→ Given instruction
Copy the records below, starting with the line containing "Reviewer note: verify that every instance of the red parasol" and continuing through the line containing "[[252, 500], [247, 584], [309, 555]]", with the requests included. Multiply each coordinate in the answers by 1.85 and round to whole numbers, halves up, but leave the numbers in the requests and their format samples unchanged.

========

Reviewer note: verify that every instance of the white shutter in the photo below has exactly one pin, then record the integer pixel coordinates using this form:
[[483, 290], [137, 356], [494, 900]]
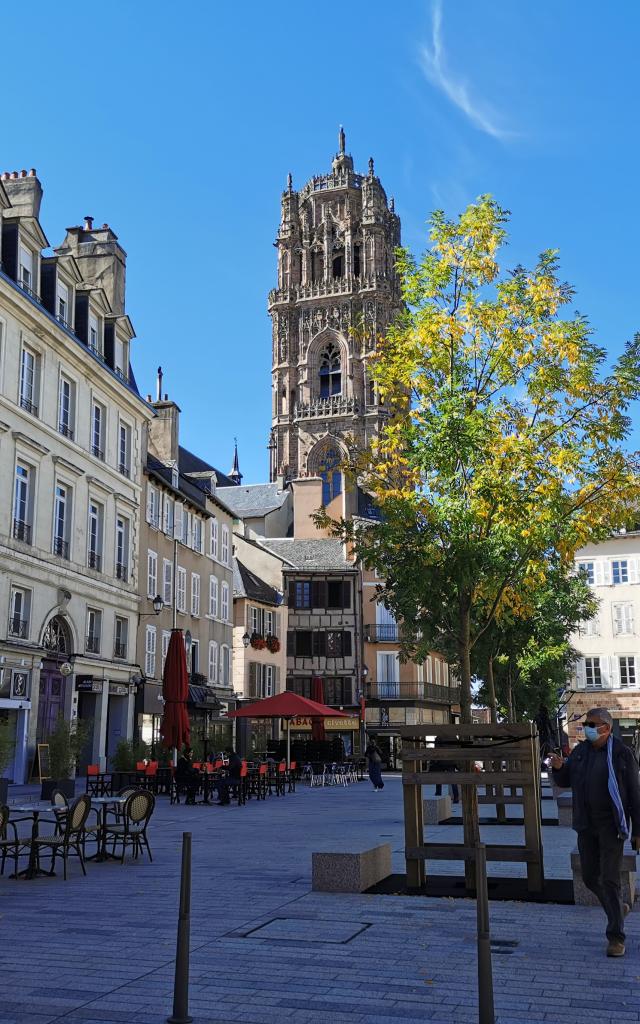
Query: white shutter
[[581, 675]]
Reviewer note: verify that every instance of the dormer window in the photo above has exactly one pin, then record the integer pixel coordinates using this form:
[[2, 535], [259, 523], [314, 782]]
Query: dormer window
[[27, 269], [62, 303], [330, 371]]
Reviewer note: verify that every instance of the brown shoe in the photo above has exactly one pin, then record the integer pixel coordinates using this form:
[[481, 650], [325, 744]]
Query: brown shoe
[[615, 948]]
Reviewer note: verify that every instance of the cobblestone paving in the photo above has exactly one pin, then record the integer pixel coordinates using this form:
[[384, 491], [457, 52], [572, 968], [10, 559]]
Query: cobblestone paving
[[265, 949]]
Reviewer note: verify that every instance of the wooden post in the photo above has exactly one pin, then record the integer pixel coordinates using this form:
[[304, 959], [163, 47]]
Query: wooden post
[[414, 825]]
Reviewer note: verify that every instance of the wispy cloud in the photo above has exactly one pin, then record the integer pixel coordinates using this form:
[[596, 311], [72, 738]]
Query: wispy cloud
[[434, 65]]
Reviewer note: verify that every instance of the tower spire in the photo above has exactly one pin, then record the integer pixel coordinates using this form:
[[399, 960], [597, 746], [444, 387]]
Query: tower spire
[[236, 474]]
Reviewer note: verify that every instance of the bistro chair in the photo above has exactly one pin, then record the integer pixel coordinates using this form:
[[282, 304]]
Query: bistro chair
[[10, 846], [71, 837], [132, 829]]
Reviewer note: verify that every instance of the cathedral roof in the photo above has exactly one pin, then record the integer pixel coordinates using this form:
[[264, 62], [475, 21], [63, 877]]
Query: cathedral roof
[[253, 500], [309, 555]]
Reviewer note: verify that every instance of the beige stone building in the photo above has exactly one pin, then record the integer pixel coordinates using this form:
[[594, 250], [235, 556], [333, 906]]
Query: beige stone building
[[71, 435], [607, 672], [186, 550]]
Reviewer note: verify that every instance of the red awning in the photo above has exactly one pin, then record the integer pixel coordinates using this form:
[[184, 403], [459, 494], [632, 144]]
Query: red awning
[[287, 705], [175, 725]]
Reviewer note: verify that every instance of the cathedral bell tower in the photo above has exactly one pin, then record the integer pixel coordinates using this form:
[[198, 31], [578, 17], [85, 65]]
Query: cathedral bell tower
[[335, 269]]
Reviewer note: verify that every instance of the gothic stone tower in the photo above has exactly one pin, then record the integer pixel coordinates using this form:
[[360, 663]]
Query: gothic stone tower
[[335, 269]]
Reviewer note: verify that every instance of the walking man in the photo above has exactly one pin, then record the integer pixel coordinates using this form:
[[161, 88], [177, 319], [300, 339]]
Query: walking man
[[603, 776]]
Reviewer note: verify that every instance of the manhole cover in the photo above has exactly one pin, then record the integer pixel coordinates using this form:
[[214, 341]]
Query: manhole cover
[[295, 929]]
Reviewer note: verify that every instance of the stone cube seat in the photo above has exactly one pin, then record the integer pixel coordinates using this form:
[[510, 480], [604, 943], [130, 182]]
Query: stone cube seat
[[350, 871]]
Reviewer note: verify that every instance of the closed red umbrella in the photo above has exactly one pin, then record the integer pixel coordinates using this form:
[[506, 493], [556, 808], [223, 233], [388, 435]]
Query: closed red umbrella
[[317, 694], [175, 727]]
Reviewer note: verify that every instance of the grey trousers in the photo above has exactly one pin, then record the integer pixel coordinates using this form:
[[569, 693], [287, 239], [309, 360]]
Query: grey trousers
[[601, 858]]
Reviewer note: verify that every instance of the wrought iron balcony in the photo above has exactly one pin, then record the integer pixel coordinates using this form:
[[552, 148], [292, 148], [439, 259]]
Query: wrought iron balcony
[[395, 690], [60, 547], [18, 627], [22, 530], [322, 408], [92, 645], [29, 406], [381, 633]]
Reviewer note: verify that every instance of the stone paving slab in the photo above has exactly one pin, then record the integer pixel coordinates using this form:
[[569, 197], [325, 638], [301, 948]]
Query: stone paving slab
[[100, 949]]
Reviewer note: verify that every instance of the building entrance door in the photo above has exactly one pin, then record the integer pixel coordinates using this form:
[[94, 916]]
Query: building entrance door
[[51, 700]]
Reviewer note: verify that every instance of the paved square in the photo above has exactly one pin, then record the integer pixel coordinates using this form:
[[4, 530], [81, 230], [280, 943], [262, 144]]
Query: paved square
[[99, 950]]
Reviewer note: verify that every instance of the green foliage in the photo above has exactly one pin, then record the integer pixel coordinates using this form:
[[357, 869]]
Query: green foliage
[[7, 743], [67, 742], [127, 754], [503, 452]]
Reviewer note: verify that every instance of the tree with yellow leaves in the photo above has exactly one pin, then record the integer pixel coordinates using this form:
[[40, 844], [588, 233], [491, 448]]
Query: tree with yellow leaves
[[504, 449]]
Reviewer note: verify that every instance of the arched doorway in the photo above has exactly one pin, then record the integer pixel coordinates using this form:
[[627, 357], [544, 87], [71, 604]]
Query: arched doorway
[[56, 641]]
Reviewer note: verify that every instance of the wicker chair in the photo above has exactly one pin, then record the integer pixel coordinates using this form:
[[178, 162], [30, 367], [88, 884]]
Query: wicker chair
[[10, 847], [132, 829], [71, 838]]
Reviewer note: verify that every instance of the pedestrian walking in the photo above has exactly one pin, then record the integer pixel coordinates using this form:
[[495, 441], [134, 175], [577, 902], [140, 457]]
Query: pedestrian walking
[[374, 759], [603, 776]]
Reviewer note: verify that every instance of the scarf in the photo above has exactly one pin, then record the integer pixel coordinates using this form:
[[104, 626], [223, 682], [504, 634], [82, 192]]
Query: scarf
[[623, 827]]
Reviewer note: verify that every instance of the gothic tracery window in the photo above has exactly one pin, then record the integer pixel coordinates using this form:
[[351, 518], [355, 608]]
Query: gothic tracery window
[[330, 371], [330, 474]]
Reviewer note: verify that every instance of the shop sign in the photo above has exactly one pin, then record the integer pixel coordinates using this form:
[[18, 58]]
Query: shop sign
[[334, 724]]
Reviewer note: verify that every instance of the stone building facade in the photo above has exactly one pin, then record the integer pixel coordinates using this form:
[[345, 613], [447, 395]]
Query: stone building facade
[[335, 273], [71, 435], [186, 551], [607, 671]]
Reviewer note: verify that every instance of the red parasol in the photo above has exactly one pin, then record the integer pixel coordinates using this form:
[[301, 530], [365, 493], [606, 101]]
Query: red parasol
[[175, 727], [317, 694], [287, 705]]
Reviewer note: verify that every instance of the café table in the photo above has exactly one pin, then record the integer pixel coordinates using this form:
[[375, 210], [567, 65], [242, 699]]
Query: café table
[[103, 803], [34, 811]]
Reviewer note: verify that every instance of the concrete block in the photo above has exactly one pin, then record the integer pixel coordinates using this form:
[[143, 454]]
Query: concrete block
[[585, 897], [350, 872], [436, 809], [565, 809]]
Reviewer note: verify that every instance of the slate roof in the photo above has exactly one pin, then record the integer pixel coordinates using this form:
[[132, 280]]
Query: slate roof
[[252, 500], [247, 584], [309, 555]]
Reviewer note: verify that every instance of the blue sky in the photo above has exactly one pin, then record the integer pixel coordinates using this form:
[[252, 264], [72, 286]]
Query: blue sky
[[177, 125]]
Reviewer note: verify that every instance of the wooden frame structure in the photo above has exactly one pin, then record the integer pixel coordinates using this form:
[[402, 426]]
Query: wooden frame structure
[[512, 758]]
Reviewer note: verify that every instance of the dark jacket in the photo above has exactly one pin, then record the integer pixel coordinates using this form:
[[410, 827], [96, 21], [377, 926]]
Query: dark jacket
[[573, 774]]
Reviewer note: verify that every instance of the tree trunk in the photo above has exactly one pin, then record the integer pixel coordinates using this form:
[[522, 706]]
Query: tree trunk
[[469, 793], [493, 704]]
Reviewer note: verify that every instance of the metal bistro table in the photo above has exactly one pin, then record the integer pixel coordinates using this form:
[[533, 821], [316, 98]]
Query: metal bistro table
[[103, 803], [33, 868]]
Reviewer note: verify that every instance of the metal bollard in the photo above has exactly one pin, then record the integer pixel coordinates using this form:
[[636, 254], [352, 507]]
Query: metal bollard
[[180, 984], [486, 1014]]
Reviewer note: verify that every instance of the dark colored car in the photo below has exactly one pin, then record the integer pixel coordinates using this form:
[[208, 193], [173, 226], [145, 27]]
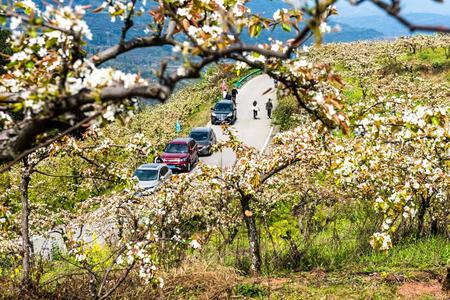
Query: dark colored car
[[223, 112], [181, 154], [205, 138]]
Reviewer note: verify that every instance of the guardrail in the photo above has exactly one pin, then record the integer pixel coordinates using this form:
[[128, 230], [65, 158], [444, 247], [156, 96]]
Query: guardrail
[[241, 81]]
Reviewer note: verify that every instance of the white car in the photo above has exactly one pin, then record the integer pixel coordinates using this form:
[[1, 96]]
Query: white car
[[152, 175]]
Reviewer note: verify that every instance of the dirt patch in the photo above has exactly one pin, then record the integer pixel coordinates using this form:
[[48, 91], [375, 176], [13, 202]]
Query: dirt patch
[[418, 290], [273, 283]]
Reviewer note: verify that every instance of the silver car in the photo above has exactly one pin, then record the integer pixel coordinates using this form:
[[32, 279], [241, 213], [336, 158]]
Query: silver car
[[152, 175]]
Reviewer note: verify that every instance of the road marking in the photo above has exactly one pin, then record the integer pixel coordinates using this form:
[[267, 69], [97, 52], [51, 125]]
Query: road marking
[[267, 141]]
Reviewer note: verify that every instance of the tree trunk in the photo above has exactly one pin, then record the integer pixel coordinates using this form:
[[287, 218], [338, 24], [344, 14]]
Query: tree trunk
[[252, 234], [26, 245], [446, 281], [421, 215]]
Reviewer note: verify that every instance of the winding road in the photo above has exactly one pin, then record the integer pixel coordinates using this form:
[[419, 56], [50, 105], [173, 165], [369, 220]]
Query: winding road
[[255, 133]]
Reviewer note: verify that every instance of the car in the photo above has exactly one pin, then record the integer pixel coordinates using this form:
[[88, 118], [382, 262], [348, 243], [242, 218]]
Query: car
[[224, 112], [181, 154], [152, 175], [205, 138]]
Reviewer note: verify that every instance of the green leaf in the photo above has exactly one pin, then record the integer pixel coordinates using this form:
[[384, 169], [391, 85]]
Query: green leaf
[[435, 120], [255, 30], [29, 64]]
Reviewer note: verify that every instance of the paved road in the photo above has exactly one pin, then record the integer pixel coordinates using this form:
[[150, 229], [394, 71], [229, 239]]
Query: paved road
[[255, 133]]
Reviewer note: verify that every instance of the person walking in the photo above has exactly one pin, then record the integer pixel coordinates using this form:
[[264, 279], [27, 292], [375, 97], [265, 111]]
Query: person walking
[[269, 107], [224, 85], [228, 96], [234, 93], [255, 109]]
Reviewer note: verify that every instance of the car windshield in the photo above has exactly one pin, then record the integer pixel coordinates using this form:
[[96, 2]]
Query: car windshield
[[176, 148], [146, 175], [223, 107], [199, 135]]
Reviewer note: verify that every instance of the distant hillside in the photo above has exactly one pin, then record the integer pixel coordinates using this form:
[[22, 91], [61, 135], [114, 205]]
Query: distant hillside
[[390, 27]]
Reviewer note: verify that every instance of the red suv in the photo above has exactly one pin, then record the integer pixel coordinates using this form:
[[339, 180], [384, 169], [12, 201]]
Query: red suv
[[181, 154]]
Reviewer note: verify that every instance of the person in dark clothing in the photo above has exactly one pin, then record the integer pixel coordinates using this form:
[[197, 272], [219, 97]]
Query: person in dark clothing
[[234, 95], [255, 109], [234, 92], [269, 107]]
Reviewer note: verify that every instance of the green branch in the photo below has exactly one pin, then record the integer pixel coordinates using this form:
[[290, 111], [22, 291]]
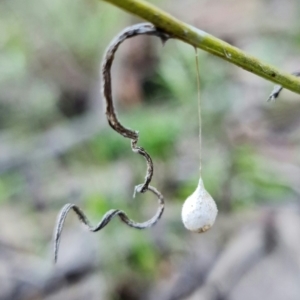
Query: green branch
[[207, 42]]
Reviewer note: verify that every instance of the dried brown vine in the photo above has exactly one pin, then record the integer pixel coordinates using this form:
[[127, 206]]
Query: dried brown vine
[[113, 121]]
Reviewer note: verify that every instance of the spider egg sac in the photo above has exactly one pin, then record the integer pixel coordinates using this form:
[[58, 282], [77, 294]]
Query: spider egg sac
[[199, 210]]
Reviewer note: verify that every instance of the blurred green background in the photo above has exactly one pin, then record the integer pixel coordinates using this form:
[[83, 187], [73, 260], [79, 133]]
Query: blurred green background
[[56, 148]]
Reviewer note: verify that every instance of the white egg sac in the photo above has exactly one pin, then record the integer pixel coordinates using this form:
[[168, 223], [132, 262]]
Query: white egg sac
[[199, 210]]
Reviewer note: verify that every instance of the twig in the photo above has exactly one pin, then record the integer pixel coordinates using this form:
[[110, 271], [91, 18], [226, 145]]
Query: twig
[[277, 89], [207, 42]]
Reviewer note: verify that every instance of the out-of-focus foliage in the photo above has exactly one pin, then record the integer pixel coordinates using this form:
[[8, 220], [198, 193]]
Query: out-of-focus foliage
[[56, 147]]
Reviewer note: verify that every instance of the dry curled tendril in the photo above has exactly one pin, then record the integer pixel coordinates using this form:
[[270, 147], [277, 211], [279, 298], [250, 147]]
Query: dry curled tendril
[[278, 88], [113, 121]]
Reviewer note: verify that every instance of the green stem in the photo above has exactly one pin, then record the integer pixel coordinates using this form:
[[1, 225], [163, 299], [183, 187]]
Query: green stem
[[207, 42]]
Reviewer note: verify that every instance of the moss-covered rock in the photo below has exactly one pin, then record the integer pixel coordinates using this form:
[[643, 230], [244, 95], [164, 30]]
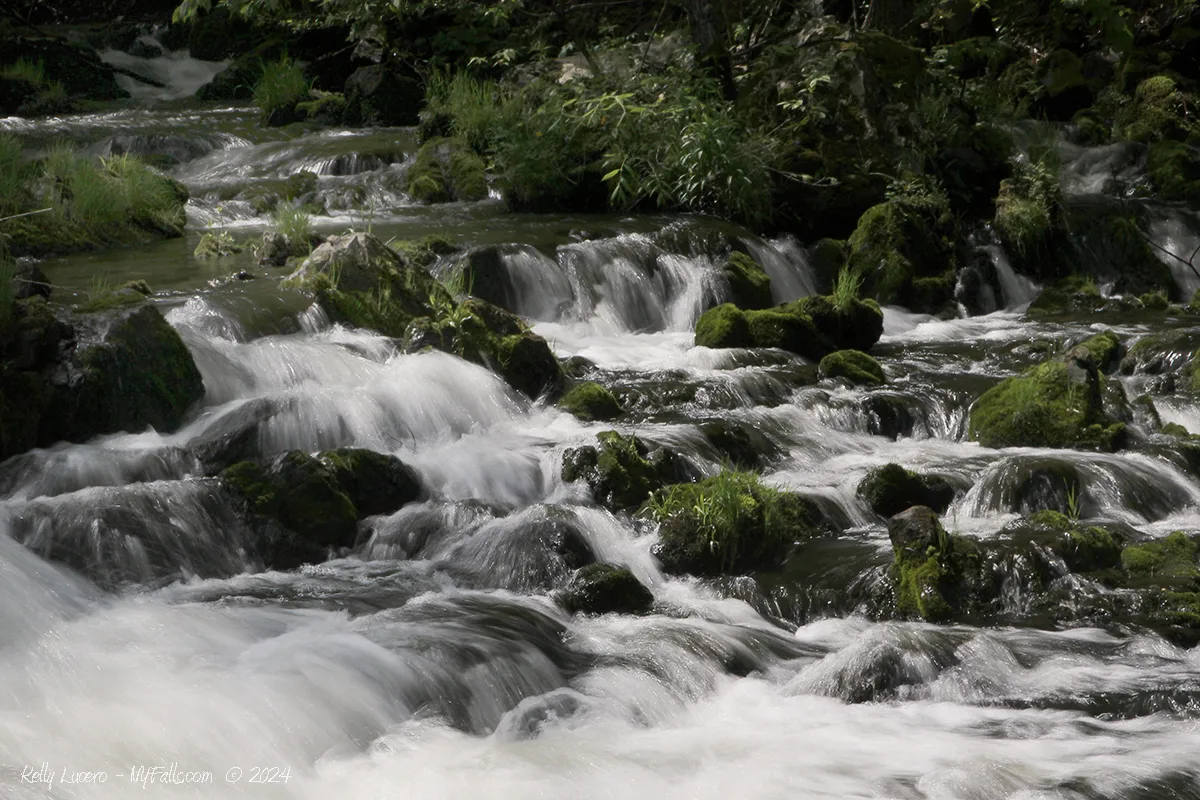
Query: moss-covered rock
[[444, 170], [1056, 404], [895, 244], [936, 576], [724, 326], [889, 489], [126, 370], [623, 470], [855, 366], [1169, 561], [591, 402], [303, 506], [605, 589], [749, 283], [730, 524]]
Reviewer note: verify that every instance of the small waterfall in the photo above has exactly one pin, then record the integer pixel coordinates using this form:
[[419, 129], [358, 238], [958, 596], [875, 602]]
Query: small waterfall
[[179, 73], [785, 260], [1017, 289]]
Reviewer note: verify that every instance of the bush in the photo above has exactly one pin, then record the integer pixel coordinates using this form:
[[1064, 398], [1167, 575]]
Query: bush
[[280, 86]]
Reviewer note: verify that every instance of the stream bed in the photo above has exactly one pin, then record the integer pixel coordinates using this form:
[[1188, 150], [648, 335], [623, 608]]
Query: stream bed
[[431, 661]]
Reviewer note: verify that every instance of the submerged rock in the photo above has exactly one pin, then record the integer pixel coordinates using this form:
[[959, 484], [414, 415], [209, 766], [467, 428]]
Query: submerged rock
[[591, 402], [118, 366], [855, 366], [303, 506], [1062, 403], [730, 524], [605, 589], [623, 470], [892, 488]]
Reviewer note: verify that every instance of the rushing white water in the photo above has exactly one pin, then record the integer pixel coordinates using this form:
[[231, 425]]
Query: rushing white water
[[431, 660]]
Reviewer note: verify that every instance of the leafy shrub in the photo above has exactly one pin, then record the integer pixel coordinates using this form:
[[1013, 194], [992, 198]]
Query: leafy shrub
[[281, 86]]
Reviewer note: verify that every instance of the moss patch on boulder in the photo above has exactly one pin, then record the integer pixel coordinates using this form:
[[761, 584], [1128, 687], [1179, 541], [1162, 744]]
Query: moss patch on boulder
[[591, 402], [1056, 404], [729, 524], [855, 366], [889, 489], [444, 170], [623, 470], [605, 589]]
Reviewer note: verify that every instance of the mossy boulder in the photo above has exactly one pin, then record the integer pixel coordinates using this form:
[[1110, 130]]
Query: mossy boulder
[[1169, 561], [1103, 349], [724, 326], [591, 402], [936, 576], [1174, 170], [730, 524], [889, 489], [1061, 403], [855, 366], [444, 170], [126, 368], [749, 283], [897, 242], [623, 470], [303, 506], [605, 589]]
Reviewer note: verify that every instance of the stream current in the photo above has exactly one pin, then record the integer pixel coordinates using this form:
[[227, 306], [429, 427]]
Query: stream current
[[430, 661]]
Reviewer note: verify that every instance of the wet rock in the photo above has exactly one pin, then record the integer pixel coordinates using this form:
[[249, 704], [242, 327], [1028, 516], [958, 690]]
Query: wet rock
[[1061, 403], [605, 589], [730, 524], [749, 283], [936, 576], [892, 488], [445, 170], [303, 506], [378, 95], [853, 366], [591, 402], [623, 470]]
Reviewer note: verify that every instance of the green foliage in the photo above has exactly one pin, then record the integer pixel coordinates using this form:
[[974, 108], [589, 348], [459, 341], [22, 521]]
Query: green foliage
[[281, 85], [846, 288], [730, 522], [855, 366], [293, 223], [591, 402]]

========

→ Solution for this exercise
Reviewer note: verify that every instance of the red parasol in the photo above has exactly one pin, then record the integer pixel coordinates using this form:
[[301, 530], [365, 493], [606, 101]]
Query: red parasol
[[324, 1345], [586, 1284], [531, 1304]]
Reviewer note: verify that every instance of the café table in the photo above has exactly one pin, then record the integer pixel coordinates using this form:
[[375, 210], [567, 65], [242, 699]]
Query: café table
[[191, 1486], [63, 1500]]
Reviewer note: verify that every instance of the concrete block in the photo above has exactly one pin, then record the integer pixel coordinates using this form:
[[143, 454]]
Query: concrete block
[[1082, 1659], [648, 1613], [807, 1497], [1045, 1497]]
Reviewer note: verify that every instance of the slate roof in the photo above has exactly one pin, then record the integer pixel coordinates using this form:
[[132, 280]]
Query: slate roof
[[466, 925], [457, 1080], [572, 1027]]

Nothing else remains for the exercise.